# Schwinn Montague bi frame



## jeremyb (Jul 8, 2004)

Hey guys, i just picked up this Schwinn Montague BiFrame out of a garbage heap, and it looks like its in good shape, but the bike was probably a really cheap bike new. Its got Shimano 200GS line components.

My question though is, whats up with all the quick releases on the frame? I thought it maybe was a folding bike at first, theres a QR above the BB (low on the seatpost) then 2 quick releases up near the saddle?

any information about the deserted bike technology would be cool. Im going to probably strip some generic parts off of it like the canti's and the 6 speed thumbies. and throw the rest away.

jeremyb


----------



## vdubbusrider (Jul 28, 2004)

hey there, your first thought was the right one. it is a folding bike. montegue still makes bikes but they they look a little different. here is an ebay example of a Bi-frame like the one you have:
http://cgi.ebay.com/ws/eBayISAPI.dll?ViewItem&category=7297&item=7118211949&rd=1&ssPageName=WDVW


----------



## jeremyb (Jul 8, 2004)

yeah i looked there after i asked the question. kinda cool i guess.

im still going to toss it.

thanks 
jeremyb


----------



## vdubbusrider (Jul 28, 2004)

ah come on! sell it on ebay? save a bike. someone will like it. how about bike art? make a coffee table, work bench stool, wind chimes, ect...


----------

_INSTRUCTIONS FOR THE TASK:_
Quote the forum thread about the Schwinn Montague BiFrame word for word, starting at "hey there, your" and ending at "to toss it.".

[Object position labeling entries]

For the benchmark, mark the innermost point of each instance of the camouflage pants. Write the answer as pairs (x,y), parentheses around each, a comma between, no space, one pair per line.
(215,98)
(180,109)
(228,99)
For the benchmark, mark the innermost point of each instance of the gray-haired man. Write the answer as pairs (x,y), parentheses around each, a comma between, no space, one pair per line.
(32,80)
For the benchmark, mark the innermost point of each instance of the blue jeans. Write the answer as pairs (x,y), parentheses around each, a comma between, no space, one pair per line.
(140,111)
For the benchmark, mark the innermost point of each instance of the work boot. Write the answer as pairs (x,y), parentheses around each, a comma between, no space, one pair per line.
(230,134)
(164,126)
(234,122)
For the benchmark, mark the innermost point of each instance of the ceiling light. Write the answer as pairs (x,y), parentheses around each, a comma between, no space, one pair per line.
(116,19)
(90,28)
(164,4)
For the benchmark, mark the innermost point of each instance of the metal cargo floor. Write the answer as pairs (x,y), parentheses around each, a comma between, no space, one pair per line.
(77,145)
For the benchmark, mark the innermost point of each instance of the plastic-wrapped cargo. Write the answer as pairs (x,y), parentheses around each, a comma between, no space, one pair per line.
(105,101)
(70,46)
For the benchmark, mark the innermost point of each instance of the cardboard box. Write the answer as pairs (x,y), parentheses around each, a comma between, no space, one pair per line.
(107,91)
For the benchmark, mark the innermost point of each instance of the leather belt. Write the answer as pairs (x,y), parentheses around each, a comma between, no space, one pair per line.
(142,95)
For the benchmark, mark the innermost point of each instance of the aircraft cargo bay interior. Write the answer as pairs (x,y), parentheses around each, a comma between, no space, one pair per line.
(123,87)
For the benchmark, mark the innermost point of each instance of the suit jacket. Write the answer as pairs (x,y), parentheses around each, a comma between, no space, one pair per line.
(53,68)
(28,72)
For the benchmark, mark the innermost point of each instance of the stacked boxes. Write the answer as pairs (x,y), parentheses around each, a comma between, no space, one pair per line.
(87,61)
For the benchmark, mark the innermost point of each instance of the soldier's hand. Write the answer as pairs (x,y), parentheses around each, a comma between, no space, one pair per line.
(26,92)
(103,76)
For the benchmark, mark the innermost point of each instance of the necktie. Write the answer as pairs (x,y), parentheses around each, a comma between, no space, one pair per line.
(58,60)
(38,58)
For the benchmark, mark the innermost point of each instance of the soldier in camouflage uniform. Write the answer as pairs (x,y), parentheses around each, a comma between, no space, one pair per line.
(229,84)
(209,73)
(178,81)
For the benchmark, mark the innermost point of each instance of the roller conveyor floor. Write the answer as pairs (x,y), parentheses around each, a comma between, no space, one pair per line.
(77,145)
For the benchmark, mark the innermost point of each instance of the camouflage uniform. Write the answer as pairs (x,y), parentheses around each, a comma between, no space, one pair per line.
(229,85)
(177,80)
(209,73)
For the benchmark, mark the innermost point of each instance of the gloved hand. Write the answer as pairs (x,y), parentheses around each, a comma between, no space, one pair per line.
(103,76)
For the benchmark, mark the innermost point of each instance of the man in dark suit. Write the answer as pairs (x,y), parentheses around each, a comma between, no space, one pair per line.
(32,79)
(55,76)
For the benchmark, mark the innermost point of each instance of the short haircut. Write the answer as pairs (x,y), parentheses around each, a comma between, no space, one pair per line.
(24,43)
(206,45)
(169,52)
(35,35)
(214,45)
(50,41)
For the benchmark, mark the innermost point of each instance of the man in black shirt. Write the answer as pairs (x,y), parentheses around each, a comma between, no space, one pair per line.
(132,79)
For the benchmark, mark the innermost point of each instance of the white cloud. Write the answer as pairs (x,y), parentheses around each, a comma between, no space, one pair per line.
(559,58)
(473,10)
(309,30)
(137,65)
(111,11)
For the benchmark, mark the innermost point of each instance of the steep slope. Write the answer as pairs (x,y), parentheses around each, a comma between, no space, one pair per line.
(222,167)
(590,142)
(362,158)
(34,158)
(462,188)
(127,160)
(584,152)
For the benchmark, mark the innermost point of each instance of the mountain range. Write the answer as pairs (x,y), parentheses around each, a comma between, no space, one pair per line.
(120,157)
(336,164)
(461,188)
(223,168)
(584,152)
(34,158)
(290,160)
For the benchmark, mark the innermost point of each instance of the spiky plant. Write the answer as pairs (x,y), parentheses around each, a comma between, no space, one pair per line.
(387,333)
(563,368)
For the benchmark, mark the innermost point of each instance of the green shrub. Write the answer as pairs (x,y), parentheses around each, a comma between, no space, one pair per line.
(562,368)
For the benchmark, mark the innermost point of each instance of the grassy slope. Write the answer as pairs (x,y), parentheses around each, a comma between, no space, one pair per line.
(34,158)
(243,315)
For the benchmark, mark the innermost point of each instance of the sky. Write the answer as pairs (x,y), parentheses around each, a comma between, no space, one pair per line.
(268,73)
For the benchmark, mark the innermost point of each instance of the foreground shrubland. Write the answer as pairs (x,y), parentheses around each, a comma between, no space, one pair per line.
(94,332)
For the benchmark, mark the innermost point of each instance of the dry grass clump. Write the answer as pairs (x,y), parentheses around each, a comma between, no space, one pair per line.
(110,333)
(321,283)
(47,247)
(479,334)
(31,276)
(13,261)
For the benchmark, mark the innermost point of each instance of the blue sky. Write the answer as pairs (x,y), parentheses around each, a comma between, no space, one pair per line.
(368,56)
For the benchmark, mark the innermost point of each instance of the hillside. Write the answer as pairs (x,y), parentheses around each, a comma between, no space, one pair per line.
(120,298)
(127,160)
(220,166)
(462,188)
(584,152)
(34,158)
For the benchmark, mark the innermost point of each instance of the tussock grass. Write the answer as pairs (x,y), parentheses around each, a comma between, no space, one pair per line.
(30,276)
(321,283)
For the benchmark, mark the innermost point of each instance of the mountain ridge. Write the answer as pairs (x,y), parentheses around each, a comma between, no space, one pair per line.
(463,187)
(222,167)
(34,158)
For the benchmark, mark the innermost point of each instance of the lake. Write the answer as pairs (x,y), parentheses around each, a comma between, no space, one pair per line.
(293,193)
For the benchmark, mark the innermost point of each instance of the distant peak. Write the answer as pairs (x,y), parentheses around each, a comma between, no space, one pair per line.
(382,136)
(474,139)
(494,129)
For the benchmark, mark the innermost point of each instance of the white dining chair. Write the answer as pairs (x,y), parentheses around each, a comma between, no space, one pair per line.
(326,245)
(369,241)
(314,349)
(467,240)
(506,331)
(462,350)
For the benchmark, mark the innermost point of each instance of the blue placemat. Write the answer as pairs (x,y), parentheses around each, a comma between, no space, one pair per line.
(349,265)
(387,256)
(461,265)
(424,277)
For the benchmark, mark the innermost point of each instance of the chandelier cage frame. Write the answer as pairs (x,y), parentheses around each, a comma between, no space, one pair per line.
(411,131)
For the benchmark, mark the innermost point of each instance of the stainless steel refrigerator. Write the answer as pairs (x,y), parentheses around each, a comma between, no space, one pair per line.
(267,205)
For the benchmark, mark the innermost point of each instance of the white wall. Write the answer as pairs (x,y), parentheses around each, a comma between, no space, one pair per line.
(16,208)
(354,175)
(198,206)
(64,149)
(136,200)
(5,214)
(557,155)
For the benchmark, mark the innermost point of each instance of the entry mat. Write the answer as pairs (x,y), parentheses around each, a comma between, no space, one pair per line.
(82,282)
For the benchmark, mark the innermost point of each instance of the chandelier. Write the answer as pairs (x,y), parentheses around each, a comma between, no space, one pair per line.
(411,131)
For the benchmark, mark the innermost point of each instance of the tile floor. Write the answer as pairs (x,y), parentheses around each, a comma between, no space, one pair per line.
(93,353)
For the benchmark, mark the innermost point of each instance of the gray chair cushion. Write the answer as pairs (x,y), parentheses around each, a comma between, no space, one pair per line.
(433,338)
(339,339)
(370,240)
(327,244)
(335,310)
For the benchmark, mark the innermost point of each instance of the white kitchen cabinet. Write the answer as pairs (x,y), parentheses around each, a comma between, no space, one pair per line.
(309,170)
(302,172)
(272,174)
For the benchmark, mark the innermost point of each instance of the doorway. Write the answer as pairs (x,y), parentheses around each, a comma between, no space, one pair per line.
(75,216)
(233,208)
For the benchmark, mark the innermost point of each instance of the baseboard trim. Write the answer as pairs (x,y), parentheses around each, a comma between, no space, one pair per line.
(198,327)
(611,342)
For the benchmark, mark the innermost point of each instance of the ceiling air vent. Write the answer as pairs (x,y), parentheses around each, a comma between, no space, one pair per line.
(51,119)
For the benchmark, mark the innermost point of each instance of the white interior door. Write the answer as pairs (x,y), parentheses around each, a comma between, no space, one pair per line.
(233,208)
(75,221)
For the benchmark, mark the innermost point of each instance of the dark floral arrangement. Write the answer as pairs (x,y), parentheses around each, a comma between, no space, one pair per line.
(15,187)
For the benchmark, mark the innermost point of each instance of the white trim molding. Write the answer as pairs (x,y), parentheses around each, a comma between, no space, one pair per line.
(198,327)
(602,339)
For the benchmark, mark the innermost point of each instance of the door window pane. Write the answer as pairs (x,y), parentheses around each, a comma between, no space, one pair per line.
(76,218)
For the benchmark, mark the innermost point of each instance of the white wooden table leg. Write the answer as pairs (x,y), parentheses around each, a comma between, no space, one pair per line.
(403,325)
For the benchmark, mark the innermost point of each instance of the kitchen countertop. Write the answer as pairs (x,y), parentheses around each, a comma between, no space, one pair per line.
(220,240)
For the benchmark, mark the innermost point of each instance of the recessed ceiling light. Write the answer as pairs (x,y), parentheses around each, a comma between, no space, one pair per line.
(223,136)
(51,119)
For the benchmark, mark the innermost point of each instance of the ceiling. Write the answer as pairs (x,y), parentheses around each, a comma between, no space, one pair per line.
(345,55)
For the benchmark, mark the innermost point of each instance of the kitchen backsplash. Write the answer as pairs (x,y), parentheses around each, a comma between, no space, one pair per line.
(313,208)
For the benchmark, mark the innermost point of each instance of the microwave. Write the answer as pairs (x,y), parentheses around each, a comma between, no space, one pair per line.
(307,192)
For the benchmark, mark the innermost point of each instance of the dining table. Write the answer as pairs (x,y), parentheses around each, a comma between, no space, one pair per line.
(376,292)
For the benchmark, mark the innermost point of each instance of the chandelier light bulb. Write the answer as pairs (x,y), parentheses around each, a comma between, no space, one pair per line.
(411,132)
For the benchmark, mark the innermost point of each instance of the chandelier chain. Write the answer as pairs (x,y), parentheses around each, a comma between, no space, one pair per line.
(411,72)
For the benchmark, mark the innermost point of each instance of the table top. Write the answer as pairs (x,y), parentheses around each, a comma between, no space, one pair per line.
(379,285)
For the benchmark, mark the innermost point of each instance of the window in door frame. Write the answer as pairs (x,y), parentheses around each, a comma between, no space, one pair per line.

_WRITTEN ANSWER:_
hey there, your first thought was the right one. it is a folding bike. montegue still makes bikes but they they look a little different. here is an ebay example of a Bi-frame like the one you have:
http://cgi.ebay.com/ws/eBayISAPI.dll?ViewItem&category=7297&item=7118211949&rd=1&ssPageName=WDVW


----------



## jeremyb (Jul 8, 2004)

yeah i looked there after i asked the question. kinda cool i guess.

im still going to toss it.